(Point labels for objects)
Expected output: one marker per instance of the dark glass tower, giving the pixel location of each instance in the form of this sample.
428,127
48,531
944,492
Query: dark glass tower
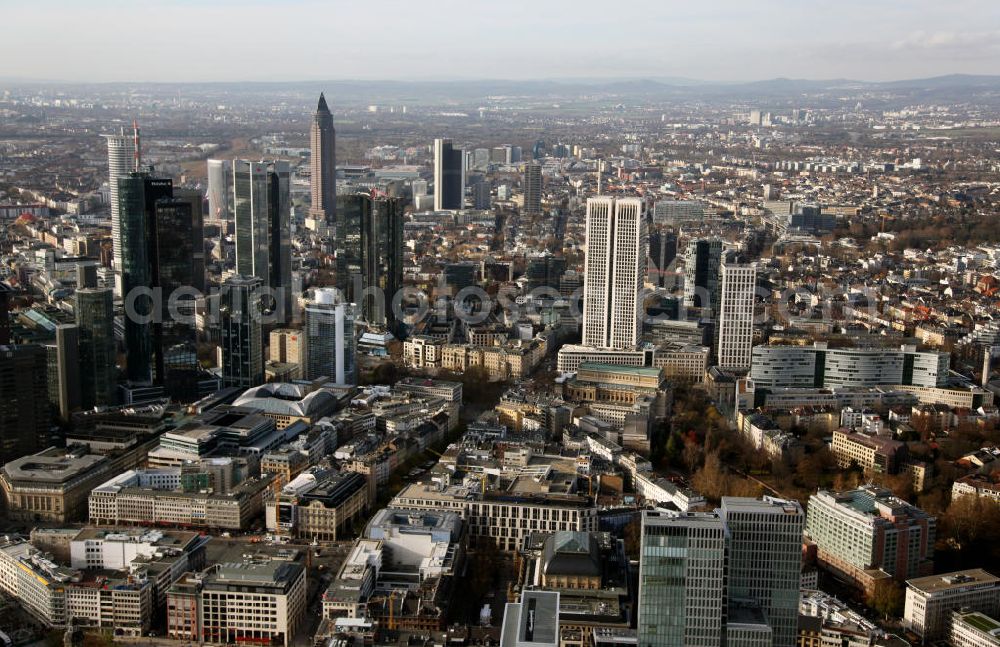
370,255
98,374
262,206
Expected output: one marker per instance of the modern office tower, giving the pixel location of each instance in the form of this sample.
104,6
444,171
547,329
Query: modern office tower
739,282
286,346
931,600
532,622
123,158
614,270
323,164
64,376
330,340
138,195
94,311
544,270
220,191
370,255
859,532
197,235
262,207
25,413
6,294
481,195
449,176
242,330
765,560
538,150
818,366
662,253
702,265
532,188
682,593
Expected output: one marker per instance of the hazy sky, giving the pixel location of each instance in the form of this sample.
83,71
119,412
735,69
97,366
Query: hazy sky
257,40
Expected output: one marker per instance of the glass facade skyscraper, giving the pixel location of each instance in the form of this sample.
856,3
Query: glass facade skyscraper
262,207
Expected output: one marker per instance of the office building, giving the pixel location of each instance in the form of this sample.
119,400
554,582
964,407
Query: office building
262,208
138,195
973,629
702,267
252,602
94,310
532,622
123,158
323,164
765,562
662,257
241,332
532,188
25,415
614,271
220,193
867,535
64,380
370,255
330,338
931,600
544,271
449,176
739,282
682,569
819,366
6,294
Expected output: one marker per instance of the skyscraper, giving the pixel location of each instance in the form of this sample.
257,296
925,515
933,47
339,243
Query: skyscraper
532,188
682,593
739,283
765,560
64,377
662,253
262,206
123,158
138,195
241,332
25,413
330,342
370,255
614,270
95,318
449,175
220,191
702,264
323,164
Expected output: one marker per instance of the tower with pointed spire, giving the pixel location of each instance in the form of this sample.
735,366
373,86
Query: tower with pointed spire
323,164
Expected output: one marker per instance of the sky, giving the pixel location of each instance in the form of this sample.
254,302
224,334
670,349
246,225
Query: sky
300,40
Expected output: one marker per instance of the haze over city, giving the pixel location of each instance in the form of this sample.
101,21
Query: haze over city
500,324
727,40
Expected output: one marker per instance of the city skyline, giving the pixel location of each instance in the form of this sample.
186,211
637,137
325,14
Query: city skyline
700,42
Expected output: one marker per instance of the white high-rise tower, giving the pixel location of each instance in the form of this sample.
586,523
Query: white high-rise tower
736,315
614,269
123,158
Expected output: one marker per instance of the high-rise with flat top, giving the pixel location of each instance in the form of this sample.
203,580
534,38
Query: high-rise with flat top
765,560
449,176
614,271
122,160
323,164
682,589
262,205
532,188
739,282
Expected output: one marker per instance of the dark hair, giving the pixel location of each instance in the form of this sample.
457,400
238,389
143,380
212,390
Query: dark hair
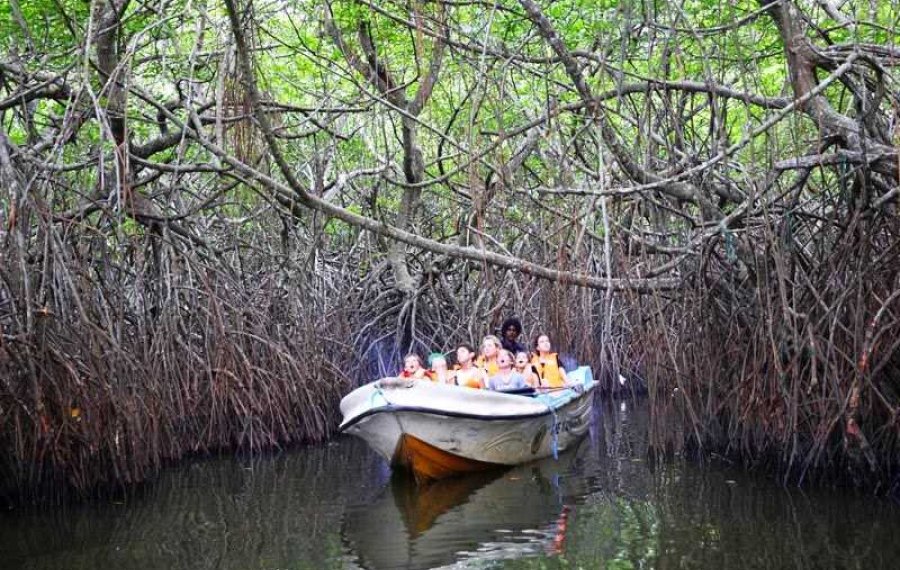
511,322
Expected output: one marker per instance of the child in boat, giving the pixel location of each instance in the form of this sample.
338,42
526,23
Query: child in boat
524,367
546,363
468,374
506,378
490,348
412,367
439,372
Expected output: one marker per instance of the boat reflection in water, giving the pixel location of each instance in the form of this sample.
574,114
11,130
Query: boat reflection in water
503,514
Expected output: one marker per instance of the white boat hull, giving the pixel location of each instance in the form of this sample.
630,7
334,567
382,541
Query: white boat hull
409,422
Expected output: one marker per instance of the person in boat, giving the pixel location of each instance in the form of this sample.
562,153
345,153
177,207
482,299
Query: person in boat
487,361
467,374
412,367
524,367
509,335
546,363
506,378
438,372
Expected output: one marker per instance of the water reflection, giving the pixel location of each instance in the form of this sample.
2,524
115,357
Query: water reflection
337,506
511,513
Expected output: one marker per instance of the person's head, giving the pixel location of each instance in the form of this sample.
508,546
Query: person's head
437,362
412,363
511,329
521,360
504,360
464,354
490,345
542,343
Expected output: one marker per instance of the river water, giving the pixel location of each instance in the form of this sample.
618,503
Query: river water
602,505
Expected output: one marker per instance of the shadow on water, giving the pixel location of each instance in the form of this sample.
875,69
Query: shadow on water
602,505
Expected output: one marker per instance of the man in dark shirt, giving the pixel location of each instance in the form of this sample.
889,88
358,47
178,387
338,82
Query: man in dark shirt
509,335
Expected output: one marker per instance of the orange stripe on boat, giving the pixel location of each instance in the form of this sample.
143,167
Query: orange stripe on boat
429,462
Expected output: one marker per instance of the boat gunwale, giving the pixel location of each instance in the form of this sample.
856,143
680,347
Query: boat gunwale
458,415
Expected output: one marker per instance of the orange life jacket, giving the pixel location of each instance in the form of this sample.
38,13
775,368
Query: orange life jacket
492,368
470,378
548,370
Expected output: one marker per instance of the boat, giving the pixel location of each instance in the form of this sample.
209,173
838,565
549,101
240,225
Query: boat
438,430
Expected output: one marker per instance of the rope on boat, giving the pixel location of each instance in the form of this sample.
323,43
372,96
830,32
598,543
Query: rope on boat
389,384
554,432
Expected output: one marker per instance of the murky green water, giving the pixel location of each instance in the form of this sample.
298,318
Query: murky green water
337,506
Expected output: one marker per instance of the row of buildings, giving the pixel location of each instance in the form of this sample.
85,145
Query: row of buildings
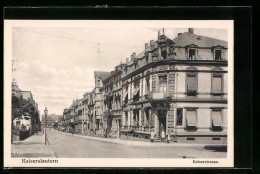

* [Exercise aim]
Filter the items above down to the lines that contain the string "spire", matching case exactly.

* [Result for this exercise]
Expected output: one marker per instance of the tower with pointed spire, giving the pixel location of each instance in the form of this sample.
Query: tower with pointed spire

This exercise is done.